Julio Gento murió el pasado miércoles en la casa en la que nació. La casa familiar de Guarnizo donde nacen y mueren los Gento desde hace un siglo y en la que los Llorente tenemos nuestras raíces. Allí, Julio comenzó a jugar al fútbol en el verde en el que pacían las vacas y en la carretera por la que circulaban muchas más personas y animales que vehículos de motor. En los genes llevaba el veneno del fútbol y el talento que había iluminado a su hermano Paco.
Yo diría que incluso en mayores dosis. Hábil en el regate y de arrancada vertiginosa, Julio poseía una técnica depurada que, sin embargo, no pudo desbordar la comparación con la potencia arrolladora de su hermano mayor. Hay personas a las que el apellido les hace más daño que bien. No es fácil vivir a la sombra de un mito, así que el mediano de la estirpe “sólo” fue un buen profesional de los que soportan la estructura para que las estrellas brillen.

══════════════════════════════

• Instrucciones de la tarea:
Transcriba íntegramente, sin ninguna modificación, el texto anterior sobre Julio Gento.

• Registros de una colección de datos:

══════════════════════════════

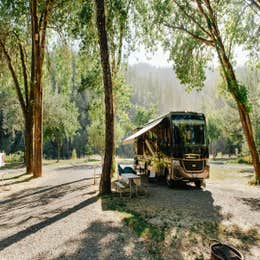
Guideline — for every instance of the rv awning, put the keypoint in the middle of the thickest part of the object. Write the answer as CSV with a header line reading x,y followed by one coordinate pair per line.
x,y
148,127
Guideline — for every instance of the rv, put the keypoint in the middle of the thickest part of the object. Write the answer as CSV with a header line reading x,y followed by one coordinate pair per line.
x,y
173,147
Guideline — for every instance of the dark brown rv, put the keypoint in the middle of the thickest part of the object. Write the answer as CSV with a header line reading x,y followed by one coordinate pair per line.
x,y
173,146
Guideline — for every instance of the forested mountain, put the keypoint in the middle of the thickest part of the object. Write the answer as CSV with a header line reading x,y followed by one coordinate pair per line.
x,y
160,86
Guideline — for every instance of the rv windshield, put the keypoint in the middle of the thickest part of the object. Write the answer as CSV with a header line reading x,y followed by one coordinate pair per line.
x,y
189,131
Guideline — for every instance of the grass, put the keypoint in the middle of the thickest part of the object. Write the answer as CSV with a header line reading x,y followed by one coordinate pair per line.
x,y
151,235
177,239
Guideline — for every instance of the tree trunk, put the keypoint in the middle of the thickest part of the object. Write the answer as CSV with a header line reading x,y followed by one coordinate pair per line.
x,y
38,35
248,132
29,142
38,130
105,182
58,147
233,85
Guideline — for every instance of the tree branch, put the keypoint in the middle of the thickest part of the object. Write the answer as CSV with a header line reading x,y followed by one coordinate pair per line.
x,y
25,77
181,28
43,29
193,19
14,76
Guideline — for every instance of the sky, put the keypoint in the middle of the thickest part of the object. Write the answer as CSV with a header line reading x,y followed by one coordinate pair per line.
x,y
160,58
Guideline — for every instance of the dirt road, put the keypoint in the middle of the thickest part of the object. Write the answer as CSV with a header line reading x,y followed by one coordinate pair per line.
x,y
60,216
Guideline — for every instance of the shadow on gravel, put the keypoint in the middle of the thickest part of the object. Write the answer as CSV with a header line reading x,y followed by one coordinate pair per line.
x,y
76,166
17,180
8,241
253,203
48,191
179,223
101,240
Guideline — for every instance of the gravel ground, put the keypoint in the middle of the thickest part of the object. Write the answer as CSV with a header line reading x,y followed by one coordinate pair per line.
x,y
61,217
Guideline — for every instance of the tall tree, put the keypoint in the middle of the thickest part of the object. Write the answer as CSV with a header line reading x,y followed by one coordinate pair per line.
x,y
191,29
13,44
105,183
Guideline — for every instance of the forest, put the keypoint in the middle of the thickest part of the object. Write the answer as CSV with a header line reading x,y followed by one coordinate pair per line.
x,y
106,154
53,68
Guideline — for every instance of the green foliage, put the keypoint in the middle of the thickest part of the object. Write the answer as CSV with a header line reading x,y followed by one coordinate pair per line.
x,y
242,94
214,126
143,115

══════════════════════════════

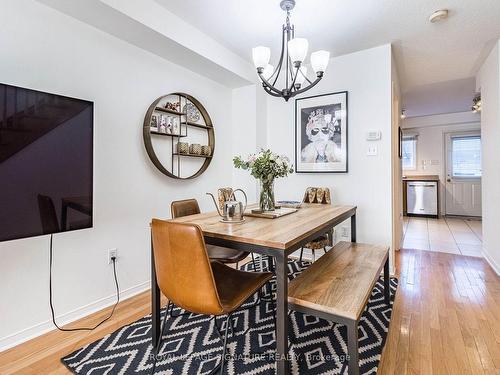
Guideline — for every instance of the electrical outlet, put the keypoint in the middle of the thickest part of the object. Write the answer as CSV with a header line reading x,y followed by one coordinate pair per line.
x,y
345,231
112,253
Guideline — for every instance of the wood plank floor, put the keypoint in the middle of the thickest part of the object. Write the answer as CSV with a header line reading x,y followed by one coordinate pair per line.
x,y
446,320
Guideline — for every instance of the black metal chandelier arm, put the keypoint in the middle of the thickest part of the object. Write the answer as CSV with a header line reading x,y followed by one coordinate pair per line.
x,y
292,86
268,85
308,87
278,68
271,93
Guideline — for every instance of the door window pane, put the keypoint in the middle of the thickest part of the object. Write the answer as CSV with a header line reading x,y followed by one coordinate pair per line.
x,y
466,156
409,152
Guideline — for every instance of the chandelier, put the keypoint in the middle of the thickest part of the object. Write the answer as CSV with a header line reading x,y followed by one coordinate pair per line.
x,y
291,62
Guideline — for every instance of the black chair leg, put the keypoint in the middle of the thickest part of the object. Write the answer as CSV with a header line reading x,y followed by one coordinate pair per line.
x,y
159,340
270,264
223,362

══════════════════════════════

• Resultado del ejercicio:
Julio Gento murió el pasado miércoles en la casa en la que nació. La casa familiar de Guarnizo donde nacen y mueren los Gento desde hace un siglo y en la que los Llorente tenemos nuestras raíces. Allí, Julio comenzó a jugar al fútbol en el verde en el que pacían las vacas y en la carretera por la que circulaban muchas más personas y animales que vehículos de motor. En los genes llevaba el veneno del fútbol y el talento que había iluminado a su hermano Paco.
Yo diría que incluso en mayores dosis. Hábil en el regate y de arrancada vertiginosa, Julio poseía una técnica depurada que, sin embargo, no pudo desbordar la comparación con la potencia arrolladora de su hermano mayor. Hay personas a las que el apellido les hace más daño que bien. No es fácil vivir a la sombra de un mito, así que el mediano de la estirpe “sólo” fue un buen profesional de los que soportan la estructura para que las estrellas brillen.